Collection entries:
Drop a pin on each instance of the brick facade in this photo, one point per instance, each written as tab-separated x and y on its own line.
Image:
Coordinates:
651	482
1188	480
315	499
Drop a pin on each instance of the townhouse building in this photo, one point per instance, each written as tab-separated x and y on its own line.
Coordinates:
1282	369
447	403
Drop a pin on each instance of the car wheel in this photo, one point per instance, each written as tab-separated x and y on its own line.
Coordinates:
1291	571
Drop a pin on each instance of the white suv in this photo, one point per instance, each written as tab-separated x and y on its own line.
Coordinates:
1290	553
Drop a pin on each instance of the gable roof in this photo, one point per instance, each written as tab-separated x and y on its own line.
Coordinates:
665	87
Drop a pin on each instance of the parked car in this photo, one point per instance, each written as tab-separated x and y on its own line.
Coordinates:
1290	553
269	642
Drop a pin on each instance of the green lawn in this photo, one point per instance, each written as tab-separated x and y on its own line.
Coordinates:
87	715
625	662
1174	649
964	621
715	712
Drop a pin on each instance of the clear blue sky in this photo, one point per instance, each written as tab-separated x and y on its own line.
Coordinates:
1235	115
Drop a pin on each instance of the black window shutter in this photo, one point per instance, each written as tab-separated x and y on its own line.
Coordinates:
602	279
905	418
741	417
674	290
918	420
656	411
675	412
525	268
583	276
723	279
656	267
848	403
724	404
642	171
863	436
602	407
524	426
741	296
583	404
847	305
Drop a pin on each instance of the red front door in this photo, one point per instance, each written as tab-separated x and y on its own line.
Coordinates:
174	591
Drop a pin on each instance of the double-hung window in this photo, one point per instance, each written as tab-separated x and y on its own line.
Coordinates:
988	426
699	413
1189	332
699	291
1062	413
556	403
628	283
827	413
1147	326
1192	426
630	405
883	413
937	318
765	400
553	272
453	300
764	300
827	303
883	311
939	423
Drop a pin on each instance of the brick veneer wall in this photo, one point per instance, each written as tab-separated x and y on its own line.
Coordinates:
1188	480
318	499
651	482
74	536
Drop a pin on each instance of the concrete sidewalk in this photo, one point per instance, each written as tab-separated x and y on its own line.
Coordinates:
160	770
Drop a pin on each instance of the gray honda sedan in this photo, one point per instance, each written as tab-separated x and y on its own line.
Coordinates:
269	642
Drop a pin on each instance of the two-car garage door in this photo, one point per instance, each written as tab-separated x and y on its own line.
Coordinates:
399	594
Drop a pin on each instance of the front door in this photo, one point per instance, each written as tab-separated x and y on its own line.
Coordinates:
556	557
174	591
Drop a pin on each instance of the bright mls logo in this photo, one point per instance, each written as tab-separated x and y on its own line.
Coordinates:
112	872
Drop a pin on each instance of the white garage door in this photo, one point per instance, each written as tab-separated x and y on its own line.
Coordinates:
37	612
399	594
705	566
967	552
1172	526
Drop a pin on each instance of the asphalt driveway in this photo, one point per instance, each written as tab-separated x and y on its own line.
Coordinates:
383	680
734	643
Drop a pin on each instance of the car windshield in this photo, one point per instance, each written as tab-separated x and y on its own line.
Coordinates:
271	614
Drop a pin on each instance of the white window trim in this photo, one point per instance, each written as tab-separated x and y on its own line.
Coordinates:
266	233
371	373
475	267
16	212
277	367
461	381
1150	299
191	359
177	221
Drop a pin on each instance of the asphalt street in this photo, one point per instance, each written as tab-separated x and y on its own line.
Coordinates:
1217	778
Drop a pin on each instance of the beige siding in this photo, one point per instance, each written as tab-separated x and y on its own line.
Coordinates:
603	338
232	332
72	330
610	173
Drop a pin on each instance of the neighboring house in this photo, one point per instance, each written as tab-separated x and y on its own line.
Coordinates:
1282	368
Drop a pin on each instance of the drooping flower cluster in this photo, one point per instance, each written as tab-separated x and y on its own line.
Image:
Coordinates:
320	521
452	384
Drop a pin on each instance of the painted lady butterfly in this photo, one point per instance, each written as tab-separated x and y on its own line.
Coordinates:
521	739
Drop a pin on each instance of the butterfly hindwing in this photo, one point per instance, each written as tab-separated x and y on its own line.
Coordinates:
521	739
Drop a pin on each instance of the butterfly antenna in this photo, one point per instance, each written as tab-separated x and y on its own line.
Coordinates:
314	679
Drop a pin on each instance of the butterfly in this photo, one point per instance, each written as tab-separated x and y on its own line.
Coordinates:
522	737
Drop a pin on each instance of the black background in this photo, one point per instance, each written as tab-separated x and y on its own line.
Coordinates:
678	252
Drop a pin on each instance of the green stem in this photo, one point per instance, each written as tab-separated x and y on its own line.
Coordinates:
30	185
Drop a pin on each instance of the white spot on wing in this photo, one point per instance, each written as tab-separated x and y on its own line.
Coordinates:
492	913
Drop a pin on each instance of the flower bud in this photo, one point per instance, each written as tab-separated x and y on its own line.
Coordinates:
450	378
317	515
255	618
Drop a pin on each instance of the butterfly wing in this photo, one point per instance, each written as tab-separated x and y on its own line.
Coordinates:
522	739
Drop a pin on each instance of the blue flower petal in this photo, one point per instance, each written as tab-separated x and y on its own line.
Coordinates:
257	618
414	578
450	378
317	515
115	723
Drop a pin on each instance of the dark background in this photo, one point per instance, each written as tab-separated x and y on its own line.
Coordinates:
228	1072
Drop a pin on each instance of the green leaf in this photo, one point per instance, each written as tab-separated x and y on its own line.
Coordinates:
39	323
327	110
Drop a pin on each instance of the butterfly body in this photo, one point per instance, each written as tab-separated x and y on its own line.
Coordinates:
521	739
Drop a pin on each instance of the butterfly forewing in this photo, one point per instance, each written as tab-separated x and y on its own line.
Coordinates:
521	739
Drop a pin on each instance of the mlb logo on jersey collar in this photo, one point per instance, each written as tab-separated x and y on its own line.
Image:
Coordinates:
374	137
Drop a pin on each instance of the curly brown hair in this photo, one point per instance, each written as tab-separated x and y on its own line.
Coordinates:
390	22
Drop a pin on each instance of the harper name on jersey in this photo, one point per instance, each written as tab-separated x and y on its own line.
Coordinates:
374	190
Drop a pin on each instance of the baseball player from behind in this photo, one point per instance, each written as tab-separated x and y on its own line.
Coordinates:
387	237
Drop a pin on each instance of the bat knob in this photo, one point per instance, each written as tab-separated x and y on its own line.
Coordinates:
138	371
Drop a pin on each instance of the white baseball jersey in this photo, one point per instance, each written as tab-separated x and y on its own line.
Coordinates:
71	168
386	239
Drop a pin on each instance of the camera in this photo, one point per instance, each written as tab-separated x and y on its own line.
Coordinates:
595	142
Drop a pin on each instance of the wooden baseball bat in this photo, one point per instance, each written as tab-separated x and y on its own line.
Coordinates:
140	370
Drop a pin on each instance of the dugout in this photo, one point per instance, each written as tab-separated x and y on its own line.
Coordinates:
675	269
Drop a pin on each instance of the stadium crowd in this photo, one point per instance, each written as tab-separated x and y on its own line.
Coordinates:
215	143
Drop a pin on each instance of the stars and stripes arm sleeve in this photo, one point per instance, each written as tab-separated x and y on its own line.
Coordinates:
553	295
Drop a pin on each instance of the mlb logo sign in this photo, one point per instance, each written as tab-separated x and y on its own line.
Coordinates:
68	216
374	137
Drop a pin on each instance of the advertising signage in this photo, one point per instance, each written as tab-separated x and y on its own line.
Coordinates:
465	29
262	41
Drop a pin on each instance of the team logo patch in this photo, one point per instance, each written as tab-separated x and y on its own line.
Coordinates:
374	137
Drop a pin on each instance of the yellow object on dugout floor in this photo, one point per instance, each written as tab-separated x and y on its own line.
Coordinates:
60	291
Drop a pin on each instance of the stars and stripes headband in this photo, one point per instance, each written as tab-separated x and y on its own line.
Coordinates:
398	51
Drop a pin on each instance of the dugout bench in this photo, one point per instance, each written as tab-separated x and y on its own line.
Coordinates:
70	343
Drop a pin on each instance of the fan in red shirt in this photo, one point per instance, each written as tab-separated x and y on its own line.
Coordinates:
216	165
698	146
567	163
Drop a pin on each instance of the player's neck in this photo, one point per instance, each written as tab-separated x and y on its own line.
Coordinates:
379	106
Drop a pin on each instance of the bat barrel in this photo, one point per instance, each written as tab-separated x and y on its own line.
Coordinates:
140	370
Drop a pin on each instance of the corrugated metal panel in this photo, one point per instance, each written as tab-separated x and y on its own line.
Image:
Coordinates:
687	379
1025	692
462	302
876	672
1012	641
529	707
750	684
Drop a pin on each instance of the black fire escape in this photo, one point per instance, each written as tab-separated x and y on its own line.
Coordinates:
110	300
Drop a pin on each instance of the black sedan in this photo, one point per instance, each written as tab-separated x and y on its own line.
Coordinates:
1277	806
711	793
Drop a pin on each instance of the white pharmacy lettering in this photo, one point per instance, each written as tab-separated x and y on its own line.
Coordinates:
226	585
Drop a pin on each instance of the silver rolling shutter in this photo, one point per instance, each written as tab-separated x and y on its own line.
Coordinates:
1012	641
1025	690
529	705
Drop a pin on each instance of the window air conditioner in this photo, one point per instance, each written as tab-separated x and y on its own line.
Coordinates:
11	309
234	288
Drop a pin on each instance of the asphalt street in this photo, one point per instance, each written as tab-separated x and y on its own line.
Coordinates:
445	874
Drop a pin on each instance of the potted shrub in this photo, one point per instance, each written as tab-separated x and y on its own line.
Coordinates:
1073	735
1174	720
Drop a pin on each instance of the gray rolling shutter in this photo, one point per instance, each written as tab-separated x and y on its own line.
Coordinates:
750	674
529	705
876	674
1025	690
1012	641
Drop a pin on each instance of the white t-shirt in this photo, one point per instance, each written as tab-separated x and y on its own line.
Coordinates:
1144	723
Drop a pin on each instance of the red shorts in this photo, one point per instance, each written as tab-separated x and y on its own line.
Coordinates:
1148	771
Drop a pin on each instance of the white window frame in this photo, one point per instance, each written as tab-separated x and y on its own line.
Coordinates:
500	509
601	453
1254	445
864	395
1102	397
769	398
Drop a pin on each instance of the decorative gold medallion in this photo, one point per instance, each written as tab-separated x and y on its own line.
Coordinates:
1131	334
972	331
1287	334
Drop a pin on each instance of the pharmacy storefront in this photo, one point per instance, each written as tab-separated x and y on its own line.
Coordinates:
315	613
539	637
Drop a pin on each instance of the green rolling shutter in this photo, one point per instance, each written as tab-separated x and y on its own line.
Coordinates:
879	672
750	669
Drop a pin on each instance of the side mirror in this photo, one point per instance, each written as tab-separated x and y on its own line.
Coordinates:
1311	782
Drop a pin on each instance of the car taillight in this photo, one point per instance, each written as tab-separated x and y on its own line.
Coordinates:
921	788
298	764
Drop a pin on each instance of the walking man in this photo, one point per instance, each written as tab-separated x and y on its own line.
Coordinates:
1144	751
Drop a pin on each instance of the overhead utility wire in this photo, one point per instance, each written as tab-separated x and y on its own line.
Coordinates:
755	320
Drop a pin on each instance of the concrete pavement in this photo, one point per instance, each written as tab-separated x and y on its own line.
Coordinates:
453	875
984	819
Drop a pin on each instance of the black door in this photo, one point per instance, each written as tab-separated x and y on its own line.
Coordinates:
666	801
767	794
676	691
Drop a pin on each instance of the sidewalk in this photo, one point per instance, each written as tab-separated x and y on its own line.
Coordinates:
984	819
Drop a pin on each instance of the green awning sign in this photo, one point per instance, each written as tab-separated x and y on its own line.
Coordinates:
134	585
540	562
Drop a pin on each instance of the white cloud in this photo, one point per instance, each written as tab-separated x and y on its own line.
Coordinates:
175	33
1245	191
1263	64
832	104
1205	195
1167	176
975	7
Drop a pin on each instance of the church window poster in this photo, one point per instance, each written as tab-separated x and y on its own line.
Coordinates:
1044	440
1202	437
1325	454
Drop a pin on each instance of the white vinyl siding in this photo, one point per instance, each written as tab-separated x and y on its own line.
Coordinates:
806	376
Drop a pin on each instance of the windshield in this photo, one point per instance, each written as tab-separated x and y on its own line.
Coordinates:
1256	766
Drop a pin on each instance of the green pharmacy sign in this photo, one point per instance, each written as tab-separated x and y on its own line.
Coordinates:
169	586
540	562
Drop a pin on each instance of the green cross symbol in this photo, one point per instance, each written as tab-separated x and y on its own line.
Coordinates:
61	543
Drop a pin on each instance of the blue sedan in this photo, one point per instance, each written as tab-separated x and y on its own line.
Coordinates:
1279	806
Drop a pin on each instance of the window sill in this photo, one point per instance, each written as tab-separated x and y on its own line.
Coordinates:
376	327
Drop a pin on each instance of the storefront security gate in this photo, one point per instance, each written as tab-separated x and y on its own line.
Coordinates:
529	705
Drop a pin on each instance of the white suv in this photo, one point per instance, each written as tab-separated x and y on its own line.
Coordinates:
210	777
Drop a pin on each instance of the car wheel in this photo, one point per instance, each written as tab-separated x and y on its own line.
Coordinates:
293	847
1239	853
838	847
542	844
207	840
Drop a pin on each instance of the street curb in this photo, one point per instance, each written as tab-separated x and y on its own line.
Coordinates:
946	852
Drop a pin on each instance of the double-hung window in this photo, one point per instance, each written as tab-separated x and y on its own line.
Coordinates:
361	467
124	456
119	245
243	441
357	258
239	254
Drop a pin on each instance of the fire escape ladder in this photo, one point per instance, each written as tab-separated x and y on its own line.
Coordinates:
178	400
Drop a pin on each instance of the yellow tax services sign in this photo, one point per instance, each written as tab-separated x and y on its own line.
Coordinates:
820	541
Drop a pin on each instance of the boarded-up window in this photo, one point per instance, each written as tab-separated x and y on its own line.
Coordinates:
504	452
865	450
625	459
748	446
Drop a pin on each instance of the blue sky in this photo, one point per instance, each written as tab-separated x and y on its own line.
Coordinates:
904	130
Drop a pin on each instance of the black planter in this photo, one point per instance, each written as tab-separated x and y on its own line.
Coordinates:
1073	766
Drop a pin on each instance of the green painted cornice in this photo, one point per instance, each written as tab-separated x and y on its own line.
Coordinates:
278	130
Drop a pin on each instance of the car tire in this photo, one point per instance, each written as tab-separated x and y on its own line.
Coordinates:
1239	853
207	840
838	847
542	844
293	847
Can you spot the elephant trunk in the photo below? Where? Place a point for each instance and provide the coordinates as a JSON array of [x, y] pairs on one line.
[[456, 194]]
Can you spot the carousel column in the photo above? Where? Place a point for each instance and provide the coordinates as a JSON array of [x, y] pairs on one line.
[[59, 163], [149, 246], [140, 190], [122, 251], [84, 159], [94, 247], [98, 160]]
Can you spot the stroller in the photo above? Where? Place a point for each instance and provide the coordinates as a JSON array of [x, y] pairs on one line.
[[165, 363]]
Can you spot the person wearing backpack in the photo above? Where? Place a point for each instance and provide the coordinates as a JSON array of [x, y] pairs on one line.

> [Problem requirements]
Search the data for the string "flower". List each line that has it.

> [Response area]
Drop a pin on each instance of the drooping flower cluster in this photo, one point per instance, each written as tab-separated x and y on its own line.
Drop a pin on each instance of the flower bud in this photo, one point per instance, each written as tab-separated x and y on its own line.
Drop a pin on each instance of the blue flower petal in this photo, one point per instance, each written as tab-separated x and y on its own line.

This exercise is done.